Listing:
◆ ◆ ◆ ◆
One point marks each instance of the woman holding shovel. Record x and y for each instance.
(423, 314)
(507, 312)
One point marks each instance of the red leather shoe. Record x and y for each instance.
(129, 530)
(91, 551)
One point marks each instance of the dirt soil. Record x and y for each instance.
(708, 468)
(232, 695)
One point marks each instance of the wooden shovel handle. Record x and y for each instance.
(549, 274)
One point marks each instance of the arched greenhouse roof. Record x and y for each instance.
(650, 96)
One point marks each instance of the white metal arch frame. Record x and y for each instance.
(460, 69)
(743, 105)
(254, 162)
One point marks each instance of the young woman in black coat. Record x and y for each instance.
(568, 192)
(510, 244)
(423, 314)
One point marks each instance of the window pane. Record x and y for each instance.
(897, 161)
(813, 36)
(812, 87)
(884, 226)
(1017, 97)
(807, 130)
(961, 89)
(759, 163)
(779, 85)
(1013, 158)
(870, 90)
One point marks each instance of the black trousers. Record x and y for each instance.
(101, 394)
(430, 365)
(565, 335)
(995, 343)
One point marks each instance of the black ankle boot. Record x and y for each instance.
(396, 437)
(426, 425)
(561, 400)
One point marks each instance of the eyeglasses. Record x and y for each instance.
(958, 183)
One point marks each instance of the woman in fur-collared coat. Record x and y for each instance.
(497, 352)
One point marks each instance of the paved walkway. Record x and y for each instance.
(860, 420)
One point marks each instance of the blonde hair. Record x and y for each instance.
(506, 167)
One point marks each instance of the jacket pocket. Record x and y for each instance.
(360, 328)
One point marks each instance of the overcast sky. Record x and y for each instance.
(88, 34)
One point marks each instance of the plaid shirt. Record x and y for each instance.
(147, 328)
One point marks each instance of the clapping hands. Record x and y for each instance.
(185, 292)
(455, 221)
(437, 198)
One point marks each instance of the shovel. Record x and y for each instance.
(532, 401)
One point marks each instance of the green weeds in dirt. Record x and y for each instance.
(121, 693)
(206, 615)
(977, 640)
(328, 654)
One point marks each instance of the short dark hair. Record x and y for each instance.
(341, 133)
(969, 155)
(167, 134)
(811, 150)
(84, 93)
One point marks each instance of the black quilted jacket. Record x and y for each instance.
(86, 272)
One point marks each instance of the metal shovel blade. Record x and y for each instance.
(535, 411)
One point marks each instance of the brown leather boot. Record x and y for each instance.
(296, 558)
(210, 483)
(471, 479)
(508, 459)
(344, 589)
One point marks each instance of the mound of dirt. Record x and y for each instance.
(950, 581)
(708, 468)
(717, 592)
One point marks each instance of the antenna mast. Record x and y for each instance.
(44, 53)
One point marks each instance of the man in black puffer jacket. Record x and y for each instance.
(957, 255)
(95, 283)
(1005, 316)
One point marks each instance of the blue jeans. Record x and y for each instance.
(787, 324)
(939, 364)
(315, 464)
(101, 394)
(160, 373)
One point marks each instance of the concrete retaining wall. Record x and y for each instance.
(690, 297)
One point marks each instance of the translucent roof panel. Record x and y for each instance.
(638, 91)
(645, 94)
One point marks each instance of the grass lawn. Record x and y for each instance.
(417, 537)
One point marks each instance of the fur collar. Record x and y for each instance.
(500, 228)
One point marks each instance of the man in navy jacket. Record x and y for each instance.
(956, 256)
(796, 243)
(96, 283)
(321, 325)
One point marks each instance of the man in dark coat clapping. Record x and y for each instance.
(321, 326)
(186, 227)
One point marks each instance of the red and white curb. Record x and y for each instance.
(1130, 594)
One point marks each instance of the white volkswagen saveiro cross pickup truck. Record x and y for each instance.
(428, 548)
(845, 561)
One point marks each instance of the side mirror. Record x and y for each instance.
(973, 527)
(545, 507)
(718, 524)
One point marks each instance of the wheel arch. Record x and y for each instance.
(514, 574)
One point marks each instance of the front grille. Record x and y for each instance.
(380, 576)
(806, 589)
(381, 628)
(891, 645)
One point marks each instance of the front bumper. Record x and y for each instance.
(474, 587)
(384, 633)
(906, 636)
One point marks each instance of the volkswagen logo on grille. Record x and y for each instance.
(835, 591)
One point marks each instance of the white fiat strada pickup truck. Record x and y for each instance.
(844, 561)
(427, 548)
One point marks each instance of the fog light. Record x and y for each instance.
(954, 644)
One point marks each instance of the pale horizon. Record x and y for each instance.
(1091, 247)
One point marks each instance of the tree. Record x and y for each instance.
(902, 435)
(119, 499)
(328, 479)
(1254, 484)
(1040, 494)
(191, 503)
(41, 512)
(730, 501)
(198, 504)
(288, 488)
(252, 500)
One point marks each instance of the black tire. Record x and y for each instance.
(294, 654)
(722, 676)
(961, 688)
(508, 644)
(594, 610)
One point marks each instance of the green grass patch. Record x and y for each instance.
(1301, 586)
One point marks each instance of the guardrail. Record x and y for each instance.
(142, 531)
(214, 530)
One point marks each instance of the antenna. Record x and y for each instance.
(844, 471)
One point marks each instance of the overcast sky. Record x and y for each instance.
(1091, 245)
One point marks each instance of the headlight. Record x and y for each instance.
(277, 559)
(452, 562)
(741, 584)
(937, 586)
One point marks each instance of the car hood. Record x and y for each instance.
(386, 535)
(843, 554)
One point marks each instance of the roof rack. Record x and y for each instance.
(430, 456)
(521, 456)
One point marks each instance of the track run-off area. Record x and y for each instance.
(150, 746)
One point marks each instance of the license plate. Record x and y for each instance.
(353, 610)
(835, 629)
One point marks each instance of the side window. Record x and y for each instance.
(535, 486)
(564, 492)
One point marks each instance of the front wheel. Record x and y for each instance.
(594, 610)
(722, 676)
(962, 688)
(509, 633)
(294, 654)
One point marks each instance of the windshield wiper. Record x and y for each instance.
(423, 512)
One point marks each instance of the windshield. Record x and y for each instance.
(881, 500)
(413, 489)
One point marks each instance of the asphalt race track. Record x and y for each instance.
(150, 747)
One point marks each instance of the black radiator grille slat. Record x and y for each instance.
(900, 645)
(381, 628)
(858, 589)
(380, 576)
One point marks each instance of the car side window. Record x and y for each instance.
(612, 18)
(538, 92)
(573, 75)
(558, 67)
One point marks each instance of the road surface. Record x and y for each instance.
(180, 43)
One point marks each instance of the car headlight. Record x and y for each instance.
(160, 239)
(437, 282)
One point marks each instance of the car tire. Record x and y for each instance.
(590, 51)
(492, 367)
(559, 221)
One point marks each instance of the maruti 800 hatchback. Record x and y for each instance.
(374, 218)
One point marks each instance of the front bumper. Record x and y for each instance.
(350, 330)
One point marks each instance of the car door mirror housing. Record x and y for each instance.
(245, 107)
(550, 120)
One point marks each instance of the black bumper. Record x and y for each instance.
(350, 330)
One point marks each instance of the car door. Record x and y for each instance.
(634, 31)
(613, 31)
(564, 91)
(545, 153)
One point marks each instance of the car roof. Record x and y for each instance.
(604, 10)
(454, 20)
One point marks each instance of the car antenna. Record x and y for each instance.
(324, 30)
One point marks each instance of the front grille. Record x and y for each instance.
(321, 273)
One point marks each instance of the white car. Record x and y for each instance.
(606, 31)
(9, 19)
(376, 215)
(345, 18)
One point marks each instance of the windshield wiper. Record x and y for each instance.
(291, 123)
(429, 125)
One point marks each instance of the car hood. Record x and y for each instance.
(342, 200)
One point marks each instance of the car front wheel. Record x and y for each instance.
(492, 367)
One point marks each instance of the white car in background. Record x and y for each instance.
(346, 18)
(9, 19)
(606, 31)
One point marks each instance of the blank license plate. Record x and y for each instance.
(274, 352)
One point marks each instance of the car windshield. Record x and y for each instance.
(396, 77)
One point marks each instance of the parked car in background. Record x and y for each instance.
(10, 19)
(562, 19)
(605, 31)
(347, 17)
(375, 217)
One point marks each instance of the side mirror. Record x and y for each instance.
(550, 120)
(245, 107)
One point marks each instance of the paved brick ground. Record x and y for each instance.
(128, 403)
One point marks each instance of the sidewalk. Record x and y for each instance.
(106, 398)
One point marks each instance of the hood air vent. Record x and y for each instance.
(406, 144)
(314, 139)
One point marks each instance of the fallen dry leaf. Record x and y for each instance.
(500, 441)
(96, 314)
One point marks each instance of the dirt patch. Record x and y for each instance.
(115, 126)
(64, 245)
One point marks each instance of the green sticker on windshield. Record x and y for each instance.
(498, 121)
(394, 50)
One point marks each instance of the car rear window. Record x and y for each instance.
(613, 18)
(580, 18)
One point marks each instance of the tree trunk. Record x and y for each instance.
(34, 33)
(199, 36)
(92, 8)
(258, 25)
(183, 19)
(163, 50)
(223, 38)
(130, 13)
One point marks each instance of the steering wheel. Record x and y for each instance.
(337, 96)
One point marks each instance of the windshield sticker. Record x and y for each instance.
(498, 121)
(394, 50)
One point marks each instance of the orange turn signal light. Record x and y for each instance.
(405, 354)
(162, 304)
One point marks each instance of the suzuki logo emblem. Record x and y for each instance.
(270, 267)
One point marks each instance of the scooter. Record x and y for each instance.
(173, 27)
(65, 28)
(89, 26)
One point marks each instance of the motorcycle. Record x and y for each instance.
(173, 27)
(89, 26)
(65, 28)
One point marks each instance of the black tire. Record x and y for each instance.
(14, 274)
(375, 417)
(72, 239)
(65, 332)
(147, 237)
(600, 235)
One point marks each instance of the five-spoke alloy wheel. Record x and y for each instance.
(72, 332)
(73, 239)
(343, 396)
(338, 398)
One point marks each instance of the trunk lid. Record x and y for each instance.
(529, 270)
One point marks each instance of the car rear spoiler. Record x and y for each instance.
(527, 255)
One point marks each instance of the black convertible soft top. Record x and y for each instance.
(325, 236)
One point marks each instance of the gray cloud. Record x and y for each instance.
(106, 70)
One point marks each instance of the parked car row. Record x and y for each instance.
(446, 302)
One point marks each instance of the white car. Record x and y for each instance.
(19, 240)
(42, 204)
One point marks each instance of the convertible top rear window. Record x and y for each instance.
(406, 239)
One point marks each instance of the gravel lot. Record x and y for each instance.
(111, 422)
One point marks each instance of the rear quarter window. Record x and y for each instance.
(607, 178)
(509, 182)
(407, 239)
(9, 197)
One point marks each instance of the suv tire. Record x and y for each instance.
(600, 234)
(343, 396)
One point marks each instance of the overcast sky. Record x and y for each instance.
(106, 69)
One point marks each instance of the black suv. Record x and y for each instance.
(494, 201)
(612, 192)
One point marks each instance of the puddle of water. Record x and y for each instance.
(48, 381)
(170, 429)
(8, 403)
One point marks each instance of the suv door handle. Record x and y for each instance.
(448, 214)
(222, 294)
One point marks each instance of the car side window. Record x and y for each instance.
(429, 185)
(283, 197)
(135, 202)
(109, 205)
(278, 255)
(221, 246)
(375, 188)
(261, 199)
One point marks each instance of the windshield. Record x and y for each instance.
◆ ◆ ◆ ◆
Quote, word for word, the lines of the records above, from the line that contains "One point marks each instance of the suv door" through the final line of the records.

Worked answer:
One point marks each instance of the suv door handle. Record x and y for each instance.
(448, 214)
(222, 294)
One point marks each instance of the car side window. Record x and y for each instance.
(429, 185)
(283, 197)
(135, 202)
(109, 205)
(278, 255)
(221, 246)
(375, 188)
(261, 199)
One point marks each instance of the windshield. Record x and y for each instance.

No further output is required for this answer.